#### [THE TASKS]
1. In the Colorado court opinion, on what date was rehearing denied?
2. Reproduce the Colorado court opinion from "Supreme Court of" to "conspiracy and appealed.".

#### [PASSAGE SHOWN]
Supreme Court of Colorado. En Banc
Mar 12, 1973
181 Colo. 103 (Colo. 1973)

Opinion

No. 25312

Decided March 12, 1973. Rehearing denied April 2, 1973.

Defendant was convicted of burglary and conspiracy and appealed.

Affirmed

1. BURGLARYClothing Store — Defendant — Front Seat — Vehicle — Males — Covered With Clothing — Guilt — Jury. In prosecution for clothing store burglary, where record reveals that tall Negro male was seen leaving front door of clothing store at 8:30 p.m., with his arms laden with clothing and police officer responding to call saw automobile in vicinity with four Negro males in vehicle and vehicle was seen at 10:00 p.m. and two males in back seat were covered with the stolen clothing, held, under the circumstances, guilt of defendant — who was sitting in right front seat of vehicle when it was seen at 10:00 p.m. — was for the jury.

2. CRIMINAL EVIDENCEExculpatory Statement — Twelve Hours Later — Res Gestae — Negative. Exculpatory statement made by defendant to police nearly twelve hours after he was placed under arrest was not so contemporaneous that it could be considered part of the res gestae.

3. COURTS United States Supreme Court — Griffin v. California — District Attorney — Comment — Prohibition — Failure to Take Stand. Under the United States Supreme Court decision of Griffin v. California, a district attorney is prohibited from commenting on the defendant's failure to take the stand.

4. PROSECUTING ATTORNEYObjection — Exculpatory — Comment — Take Witness Stand — Impinge — Right to Silence — Negative. Where district attorney objected to admission of exculpatory statements made by defendant and another on ground that they were hearsay and stated that defendant could "take the witness stand if he so desires like any other witness in the case," and court instructed jury that arguments, objections and statements of counsel were not evidence and could not be considered, held, under the circumstances, the trifling comment that occurred in the heat of trial did not impinge upon defendant's right to silence and did not constitute reversible constitutional error.

Appeal from the District Court of the City and County of Denver, Honorable Robert T. Kingsley, Judge.

Duke W. Dunbar, Attorney General, John P. Moore, Deputy, Jerry W. Raisch, Assistant, George W. Boyle, II, Assistant, for plaintiff-appellee.

H.D. Reed, for defendant-appellant.

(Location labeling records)
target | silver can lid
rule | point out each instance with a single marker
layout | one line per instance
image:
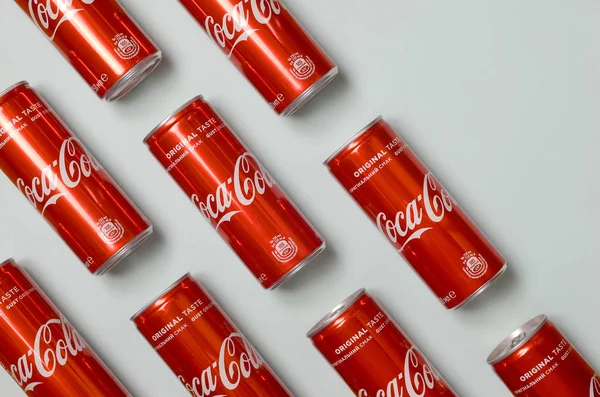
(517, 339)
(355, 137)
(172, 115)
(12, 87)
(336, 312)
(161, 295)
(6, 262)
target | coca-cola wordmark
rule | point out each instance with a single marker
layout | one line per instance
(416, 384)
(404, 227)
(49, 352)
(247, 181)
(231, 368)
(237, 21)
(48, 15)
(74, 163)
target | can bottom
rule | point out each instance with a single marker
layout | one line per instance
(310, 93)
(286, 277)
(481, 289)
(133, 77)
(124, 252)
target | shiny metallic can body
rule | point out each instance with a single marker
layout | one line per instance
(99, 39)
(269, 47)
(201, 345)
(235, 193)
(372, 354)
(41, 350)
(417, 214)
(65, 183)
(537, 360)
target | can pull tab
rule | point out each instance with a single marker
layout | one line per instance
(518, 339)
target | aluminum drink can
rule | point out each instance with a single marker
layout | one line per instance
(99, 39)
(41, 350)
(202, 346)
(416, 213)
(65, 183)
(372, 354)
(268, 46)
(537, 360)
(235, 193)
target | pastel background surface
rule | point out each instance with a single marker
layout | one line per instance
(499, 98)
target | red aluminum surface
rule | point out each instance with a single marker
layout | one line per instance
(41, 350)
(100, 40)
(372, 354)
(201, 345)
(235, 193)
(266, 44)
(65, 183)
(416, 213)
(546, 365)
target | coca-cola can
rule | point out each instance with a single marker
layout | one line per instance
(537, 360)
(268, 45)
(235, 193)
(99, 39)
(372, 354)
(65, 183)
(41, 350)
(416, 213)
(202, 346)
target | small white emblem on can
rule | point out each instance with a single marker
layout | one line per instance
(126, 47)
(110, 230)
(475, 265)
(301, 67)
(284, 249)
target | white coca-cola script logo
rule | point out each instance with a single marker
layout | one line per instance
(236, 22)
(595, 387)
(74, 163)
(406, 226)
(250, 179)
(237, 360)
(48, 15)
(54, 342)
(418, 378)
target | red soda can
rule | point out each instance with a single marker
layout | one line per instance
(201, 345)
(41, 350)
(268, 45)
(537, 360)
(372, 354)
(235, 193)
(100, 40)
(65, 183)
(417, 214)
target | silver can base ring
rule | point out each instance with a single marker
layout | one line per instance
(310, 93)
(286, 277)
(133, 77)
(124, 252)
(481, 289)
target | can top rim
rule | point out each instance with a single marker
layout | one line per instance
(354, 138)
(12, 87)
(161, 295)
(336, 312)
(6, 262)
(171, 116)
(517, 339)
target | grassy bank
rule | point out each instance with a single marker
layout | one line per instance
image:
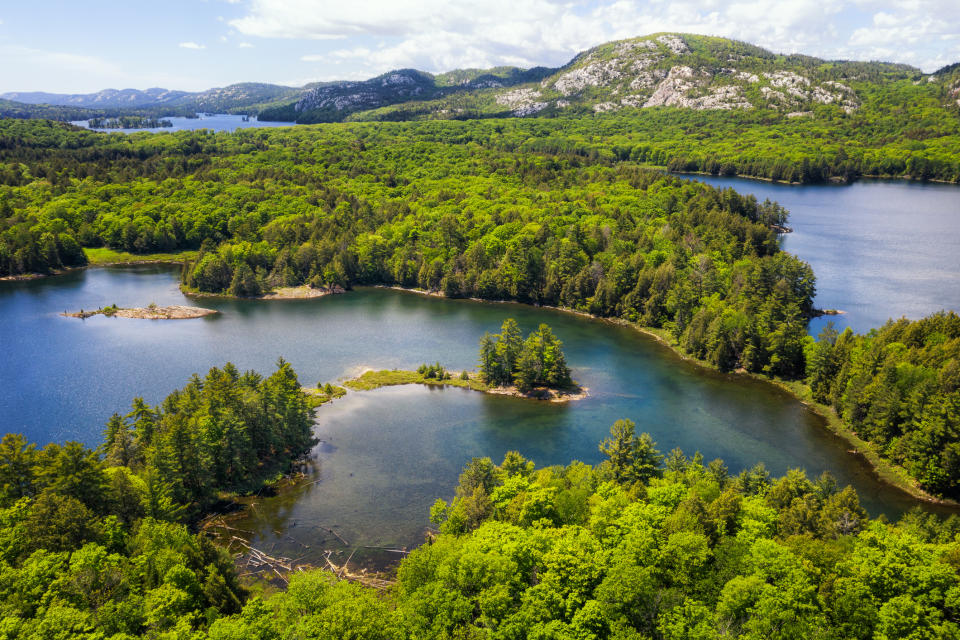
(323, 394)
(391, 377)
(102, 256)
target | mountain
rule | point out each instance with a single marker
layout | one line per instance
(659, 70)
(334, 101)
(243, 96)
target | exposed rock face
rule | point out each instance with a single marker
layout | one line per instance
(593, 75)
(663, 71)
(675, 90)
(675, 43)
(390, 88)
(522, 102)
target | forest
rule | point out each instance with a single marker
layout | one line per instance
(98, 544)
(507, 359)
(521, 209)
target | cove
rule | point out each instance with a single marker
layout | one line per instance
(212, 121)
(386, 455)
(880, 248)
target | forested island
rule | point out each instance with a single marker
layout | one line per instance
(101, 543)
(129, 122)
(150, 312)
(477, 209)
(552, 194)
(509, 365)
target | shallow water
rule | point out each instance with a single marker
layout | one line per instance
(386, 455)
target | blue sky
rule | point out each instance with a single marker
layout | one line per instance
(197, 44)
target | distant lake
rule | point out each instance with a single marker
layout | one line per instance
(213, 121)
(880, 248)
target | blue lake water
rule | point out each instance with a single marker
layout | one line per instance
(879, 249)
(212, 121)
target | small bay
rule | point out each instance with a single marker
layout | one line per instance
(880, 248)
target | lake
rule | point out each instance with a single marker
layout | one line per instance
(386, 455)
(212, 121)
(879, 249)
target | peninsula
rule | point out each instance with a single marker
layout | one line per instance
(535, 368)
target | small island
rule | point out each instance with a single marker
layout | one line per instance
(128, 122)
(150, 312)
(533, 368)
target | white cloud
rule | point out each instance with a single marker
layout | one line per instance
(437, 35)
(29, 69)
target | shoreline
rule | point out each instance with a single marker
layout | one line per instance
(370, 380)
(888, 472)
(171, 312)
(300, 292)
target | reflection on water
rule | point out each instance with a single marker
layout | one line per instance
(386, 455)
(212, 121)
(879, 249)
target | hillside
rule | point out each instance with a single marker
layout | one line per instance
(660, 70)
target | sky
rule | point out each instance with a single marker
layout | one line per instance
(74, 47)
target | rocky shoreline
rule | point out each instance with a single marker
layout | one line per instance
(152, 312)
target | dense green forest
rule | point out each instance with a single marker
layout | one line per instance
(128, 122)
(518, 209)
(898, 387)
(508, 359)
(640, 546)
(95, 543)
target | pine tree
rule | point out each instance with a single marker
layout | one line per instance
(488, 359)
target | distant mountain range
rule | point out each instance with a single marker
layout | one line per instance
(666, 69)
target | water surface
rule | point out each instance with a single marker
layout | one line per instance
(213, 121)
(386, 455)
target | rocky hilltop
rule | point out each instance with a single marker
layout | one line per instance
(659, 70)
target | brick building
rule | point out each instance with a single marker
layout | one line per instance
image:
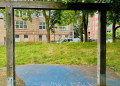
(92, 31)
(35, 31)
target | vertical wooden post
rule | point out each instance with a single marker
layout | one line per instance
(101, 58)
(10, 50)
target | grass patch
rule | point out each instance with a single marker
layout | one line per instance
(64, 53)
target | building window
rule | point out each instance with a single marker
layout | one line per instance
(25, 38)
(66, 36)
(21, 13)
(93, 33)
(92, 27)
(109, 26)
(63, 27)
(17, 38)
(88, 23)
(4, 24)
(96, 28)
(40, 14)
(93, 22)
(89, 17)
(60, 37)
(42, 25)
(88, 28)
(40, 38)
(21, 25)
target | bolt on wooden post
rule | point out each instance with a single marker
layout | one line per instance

* * *

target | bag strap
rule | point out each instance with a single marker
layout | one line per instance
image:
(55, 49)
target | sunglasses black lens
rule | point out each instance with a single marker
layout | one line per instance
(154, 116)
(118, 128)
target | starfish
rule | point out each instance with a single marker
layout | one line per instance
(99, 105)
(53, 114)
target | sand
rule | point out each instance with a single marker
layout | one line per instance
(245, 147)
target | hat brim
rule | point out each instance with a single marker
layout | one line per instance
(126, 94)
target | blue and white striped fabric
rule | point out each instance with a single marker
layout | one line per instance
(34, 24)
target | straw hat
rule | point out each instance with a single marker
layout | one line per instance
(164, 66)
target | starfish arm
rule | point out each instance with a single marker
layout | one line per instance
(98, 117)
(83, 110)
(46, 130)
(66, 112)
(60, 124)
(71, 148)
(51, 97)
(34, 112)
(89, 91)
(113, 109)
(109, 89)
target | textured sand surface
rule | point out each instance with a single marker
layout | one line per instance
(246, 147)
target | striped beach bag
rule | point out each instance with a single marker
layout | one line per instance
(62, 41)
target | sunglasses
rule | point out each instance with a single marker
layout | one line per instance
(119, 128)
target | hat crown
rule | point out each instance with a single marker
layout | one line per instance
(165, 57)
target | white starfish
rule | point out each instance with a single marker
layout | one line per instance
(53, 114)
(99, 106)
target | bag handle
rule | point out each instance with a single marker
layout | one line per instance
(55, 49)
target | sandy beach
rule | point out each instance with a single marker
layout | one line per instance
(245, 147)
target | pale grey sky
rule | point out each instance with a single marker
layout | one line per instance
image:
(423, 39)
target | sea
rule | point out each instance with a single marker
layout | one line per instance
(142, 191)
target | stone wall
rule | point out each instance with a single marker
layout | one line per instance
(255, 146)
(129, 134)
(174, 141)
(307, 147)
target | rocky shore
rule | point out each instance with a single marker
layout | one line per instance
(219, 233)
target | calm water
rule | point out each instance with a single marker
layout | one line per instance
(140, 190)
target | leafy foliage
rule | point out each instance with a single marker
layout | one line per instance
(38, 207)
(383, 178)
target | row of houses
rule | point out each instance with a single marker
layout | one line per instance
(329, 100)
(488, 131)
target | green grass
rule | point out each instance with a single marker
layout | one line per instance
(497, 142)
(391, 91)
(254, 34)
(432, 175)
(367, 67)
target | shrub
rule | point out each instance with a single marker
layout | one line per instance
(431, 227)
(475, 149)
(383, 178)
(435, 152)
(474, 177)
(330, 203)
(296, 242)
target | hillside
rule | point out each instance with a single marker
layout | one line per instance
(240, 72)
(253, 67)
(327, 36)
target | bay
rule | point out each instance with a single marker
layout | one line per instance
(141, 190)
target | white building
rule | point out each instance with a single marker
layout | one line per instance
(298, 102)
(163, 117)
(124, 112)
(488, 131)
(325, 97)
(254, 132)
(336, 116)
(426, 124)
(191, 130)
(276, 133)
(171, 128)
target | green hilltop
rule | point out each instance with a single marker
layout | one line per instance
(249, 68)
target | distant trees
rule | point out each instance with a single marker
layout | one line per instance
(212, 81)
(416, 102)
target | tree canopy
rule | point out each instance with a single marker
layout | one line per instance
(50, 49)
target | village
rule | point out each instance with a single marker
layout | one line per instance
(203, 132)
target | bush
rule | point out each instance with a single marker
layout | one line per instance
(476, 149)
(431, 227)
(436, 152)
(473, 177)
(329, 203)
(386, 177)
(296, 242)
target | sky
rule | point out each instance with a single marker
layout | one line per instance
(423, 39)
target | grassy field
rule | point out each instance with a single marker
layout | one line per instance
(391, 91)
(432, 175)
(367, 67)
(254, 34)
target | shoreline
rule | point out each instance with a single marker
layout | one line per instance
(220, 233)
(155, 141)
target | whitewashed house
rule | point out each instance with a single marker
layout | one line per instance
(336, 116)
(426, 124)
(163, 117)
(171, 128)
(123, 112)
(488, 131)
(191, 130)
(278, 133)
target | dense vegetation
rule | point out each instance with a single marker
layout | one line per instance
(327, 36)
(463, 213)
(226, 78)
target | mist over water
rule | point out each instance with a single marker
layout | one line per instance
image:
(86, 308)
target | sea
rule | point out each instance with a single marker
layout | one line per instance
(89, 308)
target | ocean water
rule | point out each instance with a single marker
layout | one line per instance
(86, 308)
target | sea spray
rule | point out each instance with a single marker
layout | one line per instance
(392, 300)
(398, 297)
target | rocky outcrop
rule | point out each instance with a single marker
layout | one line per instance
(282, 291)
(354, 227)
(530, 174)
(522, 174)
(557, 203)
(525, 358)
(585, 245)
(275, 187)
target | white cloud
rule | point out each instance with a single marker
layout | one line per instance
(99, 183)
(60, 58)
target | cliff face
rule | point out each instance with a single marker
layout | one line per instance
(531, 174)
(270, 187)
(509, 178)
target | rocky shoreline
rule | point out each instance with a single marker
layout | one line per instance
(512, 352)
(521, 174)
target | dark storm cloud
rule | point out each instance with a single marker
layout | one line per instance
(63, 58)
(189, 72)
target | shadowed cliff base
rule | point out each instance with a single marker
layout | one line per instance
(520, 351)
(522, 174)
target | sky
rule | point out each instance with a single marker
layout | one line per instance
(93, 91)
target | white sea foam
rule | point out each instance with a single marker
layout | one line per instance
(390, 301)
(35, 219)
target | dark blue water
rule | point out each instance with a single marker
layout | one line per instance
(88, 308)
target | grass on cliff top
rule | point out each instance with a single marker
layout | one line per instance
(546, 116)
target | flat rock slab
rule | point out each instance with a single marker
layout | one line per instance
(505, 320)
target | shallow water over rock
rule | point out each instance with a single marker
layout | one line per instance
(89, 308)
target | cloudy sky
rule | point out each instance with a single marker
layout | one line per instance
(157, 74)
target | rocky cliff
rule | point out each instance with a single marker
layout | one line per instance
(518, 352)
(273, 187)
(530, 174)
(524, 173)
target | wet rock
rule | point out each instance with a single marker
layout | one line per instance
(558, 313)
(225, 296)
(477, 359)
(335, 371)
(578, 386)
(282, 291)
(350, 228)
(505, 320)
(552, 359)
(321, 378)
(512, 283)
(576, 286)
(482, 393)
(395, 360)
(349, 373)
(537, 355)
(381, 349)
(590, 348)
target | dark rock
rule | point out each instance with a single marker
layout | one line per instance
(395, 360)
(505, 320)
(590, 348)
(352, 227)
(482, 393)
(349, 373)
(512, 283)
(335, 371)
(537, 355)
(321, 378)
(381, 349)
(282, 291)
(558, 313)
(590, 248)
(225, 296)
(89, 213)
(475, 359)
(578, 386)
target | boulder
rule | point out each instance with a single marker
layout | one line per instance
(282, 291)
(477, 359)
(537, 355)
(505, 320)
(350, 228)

...

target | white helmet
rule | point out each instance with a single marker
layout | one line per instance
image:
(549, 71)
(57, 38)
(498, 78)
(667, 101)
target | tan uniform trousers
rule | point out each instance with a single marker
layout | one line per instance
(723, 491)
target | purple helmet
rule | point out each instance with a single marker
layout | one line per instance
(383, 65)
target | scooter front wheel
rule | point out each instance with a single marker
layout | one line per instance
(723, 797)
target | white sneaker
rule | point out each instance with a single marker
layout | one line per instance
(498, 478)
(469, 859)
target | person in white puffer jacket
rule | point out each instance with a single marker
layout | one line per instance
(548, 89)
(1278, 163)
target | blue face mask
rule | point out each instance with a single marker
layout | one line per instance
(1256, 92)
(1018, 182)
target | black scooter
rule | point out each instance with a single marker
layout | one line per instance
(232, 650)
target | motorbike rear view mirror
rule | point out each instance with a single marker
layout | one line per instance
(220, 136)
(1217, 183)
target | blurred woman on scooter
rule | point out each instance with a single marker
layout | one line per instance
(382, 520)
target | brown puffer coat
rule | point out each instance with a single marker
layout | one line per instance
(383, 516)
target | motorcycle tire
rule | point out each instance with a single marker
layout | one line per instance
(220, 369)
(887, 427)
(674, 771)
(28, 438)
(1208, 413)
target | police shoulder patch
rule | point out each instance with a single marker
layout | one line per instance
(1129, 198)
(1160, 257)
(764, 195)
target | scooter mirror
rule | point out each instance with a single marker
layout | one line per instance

#### [SET OF ANSWERS]
1. April 2, 1973.

2.
Supreme Court of Colorado. En Banc
Mar 12, 1973
181 Colo. 103 (Colo. 1973)

Opinion

No. 25312

Decided March 12, 1973. Rehearing denied April 2, 1973.

Defendant was convicted of burglary and conspiracy and appealed.